- _作業内容_:
1. 健保組合の財政に関する文章に記載されている金額（円単位の数値）を、文中の表記のまますべて列挙せよ。
2. 健保組合の財政に関する文章に基づき、次の問いに答えよ。
(a) 健保連を構成する健康保険組合の数はいくつか。
(b) 今年度の平均の保険料率は何%か。
(c) 昨年度に解散した組合の数はいくつか。

- _提供テキスト_:

* * * * * * * * *

大企業の従業員らが加入する健康保険組合の今年度の平均の保険料率は、高齢者の医療費を賄うための負担金が財政を圧迫している影響で11年連続で増え、労使双方の負担を合わせた1人当たりの年間の平均保険料は48万6000円余りとなる見通しです。
全国1389の健康保険組合で作る健保連=健康保険組合連合会によりますと、雇用環境の改善によって組合の被保険者が増えて、保険料収入が増加する一方、高齢者の医療費を賄うための負担金が財政を圧迫し、今年度は組合全体で1381億円の赤字となる見通しです。
また、平均の保険料率は11年連続で増えて9.215%となり、労使双方の負担を合わせた1人当たりの年間の平均保険料も、前の年度より3084円増えて、48万6042円になると見込まれています。
健保連によりますと、こうした財政状況の悪化を受けて、昨年度、9つの組合が解散したほか、現在、2つの組合が解散を検討しているということです。

* * * * * * * * *

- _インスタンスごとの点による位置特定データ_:
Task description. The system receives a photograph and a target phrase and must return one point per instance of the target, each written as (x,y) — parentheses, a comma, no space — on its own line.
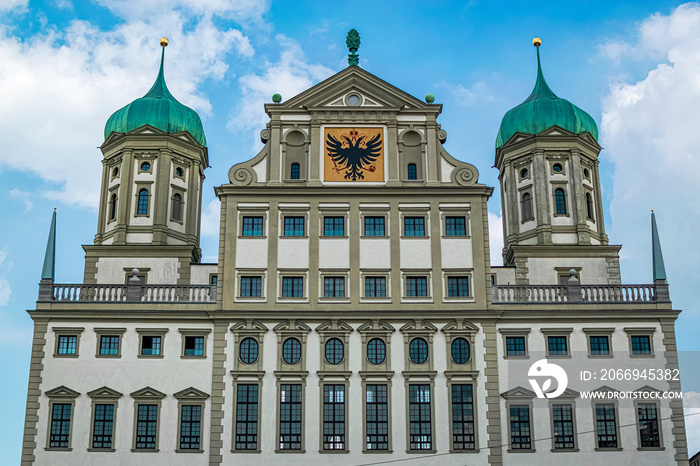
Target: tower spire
(49,270)
(657,256)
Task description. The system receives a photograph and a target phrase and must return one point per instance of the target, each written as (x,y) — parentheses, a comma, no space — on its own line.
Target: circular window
(249,351)
(291,351)
(376,351)
(334,351)
(418,350)
(460,351)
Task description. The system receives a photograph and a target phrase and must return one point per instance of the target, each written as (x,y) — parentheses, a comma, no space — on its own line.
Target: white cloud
(649,133)
(289,76)
(76,77)
(496,238)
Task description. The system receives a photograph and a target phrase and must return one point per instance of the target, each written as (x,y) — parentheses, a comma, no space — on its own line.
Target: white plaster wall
(457,253)
(251,253)
(334,253)
(415,253)
(168,375)
(163,271)
(375,253)
(293,253)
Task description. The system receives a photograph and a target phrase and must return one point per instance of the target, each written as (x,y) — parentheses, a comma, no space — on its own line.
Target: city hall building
(353,316)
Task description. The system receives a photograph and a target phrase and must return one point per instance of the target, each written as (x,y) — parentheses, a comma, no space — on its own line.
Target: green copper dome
(542,110)
(159,109)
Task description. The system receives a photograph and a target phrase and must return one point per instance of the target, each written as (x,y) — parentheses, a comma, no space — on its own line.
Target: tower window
(527,206)
(560,201)
(589,206)
(295,172)
(143,202)
(177,207)
(412,171)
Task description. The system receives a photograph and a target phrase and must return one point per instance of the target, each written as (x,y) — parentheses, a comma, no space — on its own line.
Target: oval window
(376,351)
(418,350)
(291,351)
(249,351)
(460,351)
(334,351)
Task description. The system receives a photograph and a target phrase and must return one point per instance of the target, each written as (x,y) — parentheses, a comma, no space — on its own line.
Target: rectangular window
(377,426)
(648,425)
(292,287)
(333,226)
(247,417)
(515,346)
(67,344)
(109,344)
(606,427)
(455,226)
(556,346)
(457,287)
(375,287)
(641,344)
(60,425)
(420,426)
(563,426)
(290,417)
(416,286)
(520,428)
(374,226)
(251,287)
(334,417)
(190,427)
(150,345)
(334,287)
(146,427)
(414,226)
(463,436)
(293,226)
(252,226)
(194,346)
(600,346)
(103,426)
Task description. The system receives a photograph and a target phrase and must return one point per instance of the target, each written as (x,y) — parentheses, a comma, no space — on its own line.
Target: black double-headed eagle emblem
(354,153)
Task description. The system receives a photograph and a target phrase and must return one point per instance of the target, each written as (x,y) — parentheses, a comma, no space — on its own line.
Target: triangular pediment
(104,392)
(148,392)
(62,391)
(334,92)
(191,393)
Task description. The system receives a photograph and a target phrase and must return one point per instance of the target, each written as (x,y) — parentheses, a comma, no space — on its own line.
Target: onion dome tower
(155,154)
(547,156)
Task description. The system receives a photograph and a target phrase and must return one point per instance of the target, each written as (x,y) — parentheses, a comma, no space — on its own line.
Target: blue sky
(66,65)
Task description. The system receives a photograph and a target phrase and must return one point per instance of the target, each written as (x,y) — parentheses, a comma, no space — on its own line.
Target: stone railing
(579,294)
(131,293)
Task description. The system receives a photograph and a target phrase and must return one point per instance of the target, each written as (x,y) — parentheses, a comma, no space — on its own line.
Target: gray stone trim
(31,416)
(218,390)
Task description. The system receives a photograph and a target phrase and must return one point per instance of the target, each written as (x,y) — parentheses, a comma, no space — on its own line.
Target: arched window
(527,206)
(412,172)
(142,208)
(560,201)
(113,207)
(177,207)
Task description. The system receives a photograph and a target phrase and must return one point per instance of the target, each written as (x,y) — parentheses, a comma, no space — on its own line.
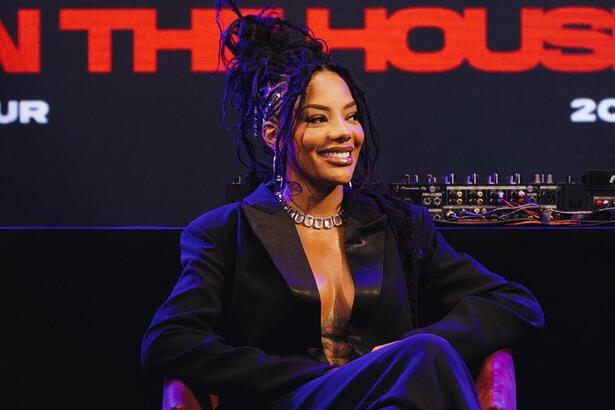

* * * * * * * * *

- _解答一覧_:
1.
48万6000円余り
1381億円
3084円
48万6042円

2.
(a) 1389
(b) 9.215%
(c) 9つ